- **Tasks to carry out**
1. Name each person the lagoon article below identifies by name, together with any title the article gives that person.
2. Display every line of the listing below that contains the word "tropical".

- **Document**
^^^^

Concerns over odors emanating from the lagoon were raised. One resident asked whether winter temperatures would suspend algae grow, and odors would get worse.

"If properly designed and maintained, odors should be minimized," George responded.

The lagoon's location in a flood plain and its proximity to two domestic water ditches and the Animas River were cause for a flurry of questions at various points during the two-hour meeting. Some residents also were not convinced the bureau has the personnel or budget to adequately oversee the lagoon's operation.

The state officials said the permit would require a monitor well to be located close to the lagoon. Ground water samples would also be required to be sent to the bureau by a state licensed operator for the lagoon every quarter for analysis.

"If something goes wrong, we will require the permittee to follow our guidelines to resolve the failure," said Jake Knutson, technical reviewer for the bureau. "Facilities like this one are generally inspected by the NMED once every two years."

Permits must be renewed every five years, which allows for reopening of public comment on the lagoon, Knutson said.

"If we get a report of a complaint, we may go out (to the lagoon) more often," said Jennifer Pruett, program manager at the bureau.

^^^^

- **Supplied data**
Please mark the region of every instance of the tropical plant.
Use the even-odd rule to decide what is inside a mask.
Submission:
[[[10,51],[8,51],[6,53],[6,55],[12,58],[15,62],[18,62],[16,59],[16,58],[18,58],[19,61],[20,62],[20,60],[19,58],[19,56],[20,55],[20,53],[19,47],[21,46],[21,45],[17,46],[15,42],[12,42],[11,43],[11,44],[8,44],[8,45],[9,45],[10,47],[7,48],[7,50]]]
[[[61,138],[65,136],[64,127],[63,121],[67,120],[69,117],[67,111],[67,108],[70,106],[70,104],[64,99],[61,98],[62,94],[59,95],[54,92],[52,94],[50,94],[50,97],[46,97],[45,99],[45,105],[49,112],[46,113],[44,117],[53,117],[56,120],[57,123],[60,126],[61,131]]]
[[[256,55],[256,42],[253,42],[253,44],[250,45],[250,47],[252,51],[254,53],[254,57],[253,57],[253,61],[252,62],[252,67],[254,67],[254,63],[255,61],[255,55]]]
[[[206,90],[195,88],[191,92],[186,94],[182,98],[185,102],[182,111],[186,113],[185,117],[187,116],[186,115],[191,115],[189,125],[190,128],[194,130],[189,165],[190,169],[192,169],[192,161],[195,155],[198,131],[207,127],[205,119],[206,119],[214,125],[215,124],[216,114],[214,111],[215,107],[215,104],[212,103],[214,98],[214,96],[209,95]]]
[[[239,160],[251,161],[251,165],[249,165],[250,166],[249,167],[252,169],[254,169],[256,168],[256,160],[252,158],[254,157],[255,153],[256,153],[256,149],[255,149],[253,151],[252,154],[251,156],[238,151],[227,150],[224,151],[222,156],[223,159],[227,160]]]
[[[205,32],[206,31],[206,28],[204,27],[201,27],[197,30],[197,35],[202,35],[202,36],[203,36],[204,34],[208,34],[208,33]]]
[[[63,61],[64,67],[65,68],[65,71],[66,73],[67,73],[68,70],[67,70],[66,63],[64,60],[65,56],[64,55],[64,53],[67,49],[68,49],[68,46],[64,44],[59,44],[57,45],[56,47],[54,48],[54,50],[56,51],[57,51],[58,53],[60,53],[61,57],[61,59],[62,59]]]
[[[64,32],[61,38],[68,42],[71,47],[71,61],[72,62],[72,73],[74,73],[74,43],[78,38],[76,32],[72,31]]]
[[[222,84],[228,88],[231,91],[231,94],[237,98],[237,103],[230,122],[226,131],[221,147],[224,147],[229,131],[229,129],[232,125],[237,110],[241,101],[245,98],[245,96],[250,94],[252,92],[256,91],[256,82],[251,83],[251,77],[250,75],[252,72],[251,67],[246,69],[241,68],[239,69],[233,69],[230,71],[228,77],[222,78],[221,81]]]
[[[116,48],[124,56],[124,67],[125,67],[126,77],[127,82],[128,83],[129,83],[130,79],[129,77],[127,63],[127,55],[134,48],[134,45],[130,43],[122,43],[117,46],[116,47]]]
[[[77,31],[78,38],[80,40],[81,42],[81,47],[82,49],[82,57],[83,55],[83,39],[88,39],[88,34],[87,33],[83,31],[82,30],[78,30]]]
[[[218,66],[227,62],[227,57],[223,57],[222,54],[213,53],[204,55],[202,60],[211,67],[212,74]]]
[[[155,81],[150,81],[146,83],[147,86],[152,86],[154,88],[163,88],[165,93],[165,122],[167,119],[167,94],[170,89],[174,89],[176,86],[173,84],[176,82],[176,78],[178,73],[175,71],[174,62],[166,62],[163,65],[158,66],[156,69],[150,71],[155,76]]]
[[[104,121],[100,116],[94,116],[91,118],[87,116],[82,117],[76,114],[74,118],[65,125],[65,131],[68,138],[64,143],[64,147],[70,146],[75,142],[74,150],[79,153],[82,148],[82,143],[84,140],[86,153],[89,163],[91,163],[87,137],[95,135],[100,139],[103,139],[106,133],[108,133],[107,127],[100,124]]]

^^^^

- **Task-by-task results**
1.
- George (no title given)
- Jake Knutson, technical reviewer for the bureau
- Jennifer Pruett, program manager at the bureau

2.
Please mark the region of every instance of the tropical plant.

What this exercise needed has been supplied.